Goal. Output the full material exactly as it appears here.

Listed entries.
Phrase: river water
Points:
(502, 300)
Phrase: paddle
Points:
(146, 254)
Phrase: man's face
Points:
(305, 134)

Solved problem.
Phrase: river water
Points:
(502, 300)
Phrase: paddle
Points:
(146, 254)
Phrase: man's face
Points:
(305, 134)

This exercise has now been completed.